Consegna scritta a
Converti in una lista numerata, senza righe vuote, il tratto dell'elenco di dati che va dalla riga contenente "of the woman's" fino alla fine dell'elenco, estremi inclusi.

I forni a letto fluido sono formati da un cilindro verticale al cui interno un letto di materiale inerte, costituito da sabbia e ceneri di combustione, è mantenuto in sospensione (fluidizzazione) da un flusso d’aria proveniente da una piastra perforata alla base del cilindro. Questi forni sono caratterizzati da un’elevata efficienza di combustione e da un basso tenore di incombusti nelle scorie. Tra gli aspetti problematici vi è la necessità di realizzare un pretrattamento spinto dei rifiuti al fine di ridurre la pezzatura e omogeneizzare le caratteristiche del materiale da trattare.

 

 

 

 

Tecnologie di controllo delle emissioni atmosferiche

La gamma delle emissioni atmosferiche prodotte dalla termodistruzione dei rifiuti è di norma più complessa e variegata rispetto ai normali processi di combustione che utilizzano combustibili fossili, a causa della forte eterogeneità  del materiale bruciato. Nelle emissioni, oltre alla presenza degli inquinanti caratteristici delle combustioni convenzionali, si trovano forme ossidate di sostanze organiche o inorganiche già presenti nei rifiuti e composti inorganici vaporizzati o mobilizzati per adsorbimento sul particolato emesso. In aggiunta a questi vanno poi considerati i processi di riformazione che, a partire da sostanze elementari e/o precursori, attraverso reazioni eterogenee a bassa temperatura che coinvolgono il particolato e i gas di combustione, originano microinquinanti organoclorurati (diossine, furani...).

In linea generale, si suole distinguere il complesso delle emissioni atmosferiche in due classi: i macroinquinanti, presenti in concentrazioni rilevanti (mg m-3), ed i microinquinanti che, pur se presenti a livelli molto più modesti (mg m-3 o ng m-3) possono costituire un rischio ambientale per la loro tossicità e persistenza. Alla prima categoria appartengono inquinanti tradizionali dei processi di combustione quali monossido di carbonio (CO), ossidi di azoto (NOx), biossido di zolfo (SO2), gas acidi (HCl, HF) e materiale particolato (PM10). I microinquinanti si dividono invece in inorganici, costituiti essenzialmente da alcuni metalli pesanti (Pb, Cd, Hg), e organici, quali diossine (PCDD), furani (PCDF), idrocarburi policiclici aromatici (IPA), PCB.

Il controllo preventivo delle emissioni atmosferiche

Il controllo preventivo delle emissioni, motivato dall’esigenza di limitare la produzione di inquinanti, si ottiene ottimizzando le caratteristiche costruttive dei forni e migliorando il processo di combustione. In particolare, si cerca di intervenire sia sui processi di formazione primaria in camera di combustione che sui processi di formazione secondaria a valle della stessa.

Consegna scritta b
Prosegui il brano sulla termodistruzione dei rifiuti e sul controllo delle emissioni, riprendendo subito dopo la sua ultima frase.

Record tratti da un dataset
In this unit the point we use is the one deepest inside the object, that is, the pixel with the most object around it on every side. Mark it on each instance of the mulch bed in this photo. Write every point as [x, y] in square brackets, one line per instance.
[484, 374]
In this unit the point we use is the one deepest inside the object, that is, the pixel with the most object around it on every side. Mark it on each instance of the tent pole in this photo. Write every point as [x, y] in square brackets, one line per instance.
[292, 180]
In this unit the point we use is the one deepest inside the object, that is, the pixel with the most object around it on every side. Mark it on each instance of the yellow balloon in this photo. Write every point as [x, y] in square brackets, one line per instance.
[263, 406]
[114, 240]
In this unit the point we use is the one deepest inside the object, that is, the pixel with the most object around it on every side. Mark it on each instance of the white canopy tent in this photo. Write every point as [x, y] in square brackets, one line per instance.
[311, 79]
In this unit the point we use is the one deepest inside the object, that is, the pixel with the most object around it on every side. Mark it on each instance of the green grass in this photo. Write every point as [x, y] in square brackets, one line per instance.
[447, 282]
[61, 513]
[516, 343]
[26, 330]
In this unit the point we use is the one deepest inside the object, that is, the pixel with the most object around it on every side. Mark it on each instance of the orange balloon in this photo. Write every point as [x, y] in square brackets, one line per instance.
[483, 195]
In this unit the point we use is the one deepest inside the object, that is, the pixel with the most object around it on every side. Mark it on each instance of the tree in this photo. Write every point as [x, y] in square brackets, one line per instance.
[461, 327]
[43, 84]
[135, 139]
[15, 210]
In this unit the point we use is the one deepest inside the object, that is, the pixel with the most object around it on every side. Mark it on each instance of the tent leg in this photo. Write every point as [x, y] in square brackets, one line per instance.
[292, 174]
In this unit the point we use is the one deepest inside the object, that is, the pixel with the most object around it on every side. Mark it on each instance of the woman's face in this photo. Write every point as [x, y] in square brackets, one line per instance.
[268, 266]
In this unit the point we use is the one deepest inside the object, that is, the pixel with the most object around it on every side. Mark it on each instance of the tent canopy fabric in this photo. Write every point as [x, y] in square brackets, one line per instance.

Risultato atteso a
1. In this unit the point we use is the one deepest inside the object, that is, the pixel with the most object around it on every side. Mark it on each instance of the woman's face in this photo. Write every point as [x, y] in square brackets, one line per instance.
2. [268, 266]
3. In this unit the point we use is the one deepest inside the object, that is, the pixel with the most object around it on every side. Mark it on each instance of the tent canopy fabric in this photo. Write every point as [x, y] in square brackets, one line per instance.

Risultato atteso b
Per quanto riguarda i processi di formazione primaria, gli interventi sono tesi a garantire il completamento del processo d’ossidazione termica (combustione). Questo, come precedentemente discusso, richiede adeguati valori di temperatura, disponibilità di ossigeno, tempo di contatto e miscelazione.

I processi di formazione secondaria consistono in reazioni di riformazione a bassa temperatura (300 °C) che, a partire da precursori o sostanze elementari, originano composti organici tossici (PCDD, PCDF,..). Gli interventi prevedono l’inibizione dei potenziali catalizzatori del processo, uno stretto controllo della temperatura e modifiche progettuali per limitare le zone favorevoli alle reazioni.

Processi di depurazione delle emissioni atmosferiche

In questi ultimi anni, i sistemi di controllo degli inquinanti sono stati migliorati,  anche in considerazione dei limiti normativi sempre più restrittivi. Le configurazioni impiantistiche risultano particolarmente potenziate nei riguardi dei microinquinanti tossici e per alcuni macroinquinanti in precedenza poco considerati (SO2 ed NOx).

Controllo del particolato

Le operazioni di depolverazione rientrano in due diverse tipologie di processo: a secco e ad umido. Nei processi a secco si fa ricorso essenzialmente a precipitatori elettrostatici (PES) e a filtri a manica. Nei primi le particelle vengono introdotte in un campo elettrostatico che, una volta caricate, le devia verso una parete di raccolta. I filtri a manica sono borse cilindriche in tessuto (Goretex (R), Teflon,..) racchiuse in una struttura metallica entro cui viene immesso il flusso da trattare.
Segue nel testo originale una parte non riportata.